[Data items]
=== Section Start ===
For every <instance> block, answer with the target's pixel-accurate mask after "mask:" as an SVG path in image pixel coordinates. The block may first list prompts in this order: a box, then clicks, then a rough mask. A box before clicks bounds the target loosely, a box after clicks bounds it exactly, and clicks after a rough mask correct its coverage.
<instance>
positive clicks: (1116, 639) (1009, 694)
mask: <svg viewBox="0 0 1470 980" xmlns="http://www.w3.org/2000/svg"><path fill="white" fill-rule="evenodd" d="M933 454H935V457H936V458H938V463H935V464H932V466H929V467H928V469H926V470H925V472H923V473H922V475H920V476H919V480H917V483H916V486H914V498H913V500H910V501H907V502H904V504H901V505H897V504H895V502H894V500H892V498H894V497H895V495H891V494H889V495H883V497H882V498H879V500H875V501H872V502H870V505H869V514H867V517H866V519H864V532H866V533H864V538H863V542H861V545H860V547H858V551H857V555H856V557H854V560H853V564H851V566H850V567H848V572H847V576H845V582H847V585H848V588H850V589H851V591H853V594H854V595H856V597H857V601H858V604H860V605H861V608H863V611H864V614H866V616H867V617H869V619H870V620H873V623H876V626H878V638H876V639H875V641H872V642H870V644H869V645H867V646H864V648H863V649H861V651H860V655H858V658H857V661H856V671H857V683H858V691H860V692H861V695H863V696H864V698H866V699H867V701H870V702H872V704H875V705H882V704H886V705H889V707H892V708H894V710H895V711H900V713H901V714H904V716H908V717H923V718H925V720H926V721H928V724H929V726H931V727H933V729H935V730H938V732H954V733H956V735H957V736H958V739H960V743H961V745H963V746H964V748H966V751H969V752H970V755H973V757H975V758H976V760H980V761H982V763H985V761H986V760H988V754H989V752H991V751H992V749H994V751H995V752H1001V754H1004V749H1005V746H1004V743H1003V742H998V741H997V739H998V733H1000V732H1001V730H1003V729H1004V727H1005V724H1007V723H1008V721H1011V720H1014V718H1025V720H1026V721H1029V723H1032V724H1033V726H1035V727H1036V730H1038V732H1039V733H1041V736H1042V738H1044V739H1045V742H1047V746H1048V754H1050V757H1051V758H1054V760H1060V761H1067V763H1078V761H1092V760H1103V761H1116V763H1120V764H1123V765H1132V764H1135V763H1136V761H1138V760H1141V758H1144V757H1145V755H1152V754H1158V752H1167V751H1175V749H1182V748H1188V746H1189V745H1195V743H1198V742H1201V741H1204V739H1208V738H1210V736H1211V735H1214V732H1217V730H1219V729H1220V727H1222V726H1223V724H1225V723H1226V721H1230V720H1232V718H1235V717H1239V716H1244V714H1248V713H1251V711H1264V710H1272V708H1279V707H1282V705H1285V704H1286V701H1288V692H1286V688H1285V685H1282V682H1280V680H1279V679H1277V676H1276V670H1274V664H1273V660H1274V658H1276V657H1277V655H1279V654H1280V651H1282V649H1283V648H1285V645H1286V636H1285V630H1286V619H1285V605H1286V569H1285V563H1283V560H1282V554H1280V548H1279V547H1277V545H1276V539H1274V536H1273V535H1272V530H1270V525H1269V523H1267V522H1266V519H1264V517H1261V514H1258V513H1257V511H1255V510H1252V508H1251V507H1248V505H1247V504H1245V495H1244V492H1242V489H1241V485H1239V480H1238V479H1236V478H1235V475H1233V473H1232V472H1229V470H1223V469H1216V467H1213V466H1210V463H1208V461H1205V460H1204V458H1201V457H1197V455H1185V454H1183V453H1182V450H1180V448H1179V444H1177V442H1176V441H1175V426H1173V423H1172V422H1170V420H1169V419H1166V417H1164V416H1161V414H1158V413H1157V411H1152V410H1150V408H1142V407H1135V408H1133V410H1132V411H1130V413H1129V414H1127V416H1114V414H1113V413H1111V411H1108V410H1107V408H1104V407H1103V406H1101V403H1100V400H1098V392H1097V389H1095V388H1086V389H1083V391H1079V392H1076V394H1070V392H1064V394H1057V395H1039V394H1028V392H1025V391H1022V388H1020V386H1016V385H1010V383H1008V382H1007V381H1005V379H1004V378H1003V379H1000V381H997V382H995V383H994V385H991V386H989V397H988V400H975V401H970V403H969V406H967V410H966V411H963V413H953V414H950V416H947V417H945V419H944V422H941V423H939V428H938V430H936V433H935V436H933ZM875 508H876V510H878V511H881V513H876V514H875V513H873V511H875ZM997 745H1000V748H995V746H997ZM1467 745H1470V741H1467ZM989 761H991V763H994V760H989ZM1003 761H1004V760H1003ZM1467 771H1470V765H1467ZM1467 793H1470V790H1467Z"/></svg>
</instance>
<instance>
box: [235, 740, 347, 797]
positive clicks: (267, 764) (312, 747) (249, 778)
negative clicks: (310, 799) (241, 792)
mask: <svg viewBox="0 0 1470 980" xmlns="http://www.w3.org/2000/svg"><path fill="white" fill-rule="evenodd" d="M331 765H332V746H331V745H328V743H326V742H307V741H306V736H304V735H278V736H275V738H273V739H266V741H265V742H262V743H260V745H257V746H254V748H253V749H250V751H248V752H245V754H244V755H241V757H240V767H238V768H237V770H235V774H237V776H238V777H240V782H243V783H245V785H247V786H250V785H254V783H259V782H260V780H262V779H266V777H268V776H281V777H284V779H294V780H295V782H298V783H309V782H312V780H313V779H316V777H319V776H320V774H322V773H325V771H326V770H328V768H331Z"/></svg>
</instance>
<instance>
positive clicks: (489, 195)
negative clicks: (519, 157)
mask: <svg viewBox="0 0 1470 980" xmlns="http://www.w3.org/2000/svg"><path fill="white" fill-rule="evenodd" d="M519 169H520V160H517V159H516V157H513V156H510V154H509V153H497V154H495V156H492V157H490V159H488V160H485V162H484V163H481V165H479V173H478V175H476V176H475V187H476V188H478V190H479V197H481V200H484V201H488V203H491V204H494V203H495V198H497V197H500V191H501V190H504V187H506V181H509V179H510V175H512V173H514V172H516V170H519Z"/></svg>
=== Section End ===
__What this task involves__:
Copy every row above word for word, with no changes.

__Solved problem__:
For every <instance> block, answer with the target's pixel-accurate mask after "mask:" as an SVG path in image pixel coordinates. The block may first list prompts in this order: a box, then clicks, then a rough mask. A box before clicks bounds the target loosely, a box after clicks bounds it exactly, and clicks after a rough mask correct its coverage.
<instance>
positive clicks: (1116, 639) (1009, 694)
mask: <svg viewBox="0 0 1470 980" xmlns="http://www.w3.org/2000/svg"><path fill="white" fill-rule="evenodd" d="M933 454H935V457H936V458H938V463H935V464H932V466H929V467H928V469H926V470H925V472H923V473H922V475H920V476H919V480H917V483H916V486H914V498H913V500H910V501H907V502H904V504H901V505H897V504H895V502H894V500H892V498H894V497H895V495H891V494H889V495H883V497H882V498H879V500H875V501H872V502H870V505H869V514H867V517H866V519H864V532H866V533H864V538H863V542H861V545H860V547H858V551H857V555H856V557H854V560H853V564H851V566H850V567H848V572H847V576H845V582H847V585H848V588H850V589H851V591H853V594H854V595H856V597H857V601H858V604H860V605H861V608H863V611H864V614H866V616H867V617H869V619H870V620H873V623H876V626H878V638H876V639H875V641H872V642H870V644H869V645H867V646H864V648H863V649H861V651H860V655H858V658H857V661H856V671H857V683H858V691H860V692H861V695H863V696H864V698H866V699H867V701H870V702H872V704H875V705H882V704H886V705H889V707H892V708H894V710H895V711H900V713H901V714H904V716H908V717H923V718H925V720H926V721H928V724H929V726H931V727H933V729H935V730H938V732H954V733H956V735H957V736H958V739H960V743H961V745H963V746H964V748H966V751H969V752H970V755H973V757H975V758H976V760H980V761H982V763H985V761H986V760H988V754H989V752H991V751H992V749H994V751H995V752H1001V754H1004V749H1005V746H1004V743H1003V742H998V741H997V739H998V733H1000V732H1001V730H1003V729H1004V727H1005V724H1007V723H1008V721H1011V720H1014V718H1025V720H1026V721H1029V723H1032V724H1033V726H1035V727H1036V730H1038V732H1039V733H1041V736H1042V738H1044V739H1045V742H1047V746H1048V754H1050V757H1051V758H1054V760H1060V761H1067V763H1078V761H1092V760H1103V761H1116V763H1120V764H1123V765H1132V764H1135V763H1136V761H1138V760H1141V758H1144V757H1145V755H1152V754H1158V752H1167V751H1175V749H1182V748H1188V746H1189V745H1195V743H1198V742H1201V741H1204V739H1208V738H1210V736H1211V735H1214V732H1217V730H1219V729H1220V727H1222V726H1223V724H1225V723H1226V721H1230V720H1232V718H1235V717H1239V716H1244V714H1248V713H1251V711H1264V710H1272V708H1279V707H1282V705H1285V704H1286V701H1288V692H1286V688H1285V685H1282V682H1280V680H1279V679H1277V676H1276V670H1274V664H1273V660H1274V658H1276V657H1277V655H1279V654H1280V651H1282V649H1283V648H1285V645H1286V636H1285V630H1286V619H1285V605H1286V569H1285V563H1283V560H1282V554H1280V548H1279V547H1277V545H1276V539H1274V536H1273V535H1272V530H1270V525H1269V523H1267V522H1266V519H1264V517H1261V514H1258V513H1257V511H1255V510H1252V508H1251V507H1248V505H1247V504H1245V495H1244V492H1242V489H1241V485H1239V480H1238V479H1236V478H1235V475H1233V473H1232V472H1229V470H1223V469H1216V467H1213V466H1210V463H1208V461H1205V460H1204V458H1201V457H1197V455H1185V454H1183V453H1182V450H1180V448H1179V444H1177V442H1176V441H1175V426H1173V423H1172V422H1170V420H1169V419H1166V417H1164V416H1161V414H1158V413H1157V411H1152V410H1150V408H1142V407H1135V408H1133V410H1132V411H1130V413H1129V414H1127V416H1114V414H1113V413H1111V411H1108V410H1107V408H1104V407H1103V406H1101V403H1100V400H1098V392H1097V389H1095V388H1086V389H1083V391H1079V392H1076V394H1070V392H1064V394H1057V395H1039V394H1028V392H1025V391H1022V388H1020V386H1016V385H1010V383H1008V382H1007V381H1005V379H1004V378H1003V379H1000V381H997V382H995V383H994V385H991V386H989V397H988V400H975V401H970V403H969V406H967V410H966V411H963V413H953V414H950V416H947V417H945V419H944V422H941V423H939V428H938V430H936V433H935V436H933ZM875 508H876V510H878V511H881V513H876V514H875V513H873V511H875ZM997 745H1000V748H995V746H997ZM1467 745H1470V741H1467ZM989 761H991V763H994V760H989ZM1003 761H1004V760H1003ZM1467 771H1470V765H1467ZM1467 793H1470V790H1467Z"/></svg>
</instance>
<instance>
box: [235, 740, 347, 797]
positive clicks: (267, 764) (312, 747) (249, 778)
negative clicks: (310, 799) (241, 792)
mask: <svg viewBox="0 0 1470 980" xmlns="http://www.w3.org/2000/svg"><path fill="white" fill-rule="evenodd" d="M331 765H332V746H331V745H328V743H326V742H307V741H306V736H304V735H278V736H275V738H273V739H266V741H265V742H262V743H260V745H257V746H254V748H253V749H250V751H248V752H245V754H244V755H241V757H240V767H238V768H237V770H235V774H237V776H238V777H240V782H243V783H245V785H247V786H250V785H254V783H259V782H260V780H262V779H266V777H268V776H281V777H284V779H294V780H295V782H298V783H309V782H312V780H313V779H316V777H319V776H320V774H322V773H325V771H326V770H328V768H331Z"/></svg>
</instance>
<instance>
positive clicks: (489, 195)
negative clicks: (519, 157)
mask: <svg viewBox="0 0 1470 980" xmlns="http://www.w3.org/2000/svg"><path fill="white" fill-rule="evenodd" d="M519 169H520V160H517V159H516V157H513V156H510V154H509V153H497V154H495V156H492V157H490V159H488V160H485V162H484V163H481V165H479V173H478V175H476V176H475V187H476V188H478V190H479V197H481V200H484V201H488V203H491V204H494V203H495V198H497V197H500V191H501V190H504V187H506V181H509V179H510V175H512V173H514V172H516V170H519Z"/></svg>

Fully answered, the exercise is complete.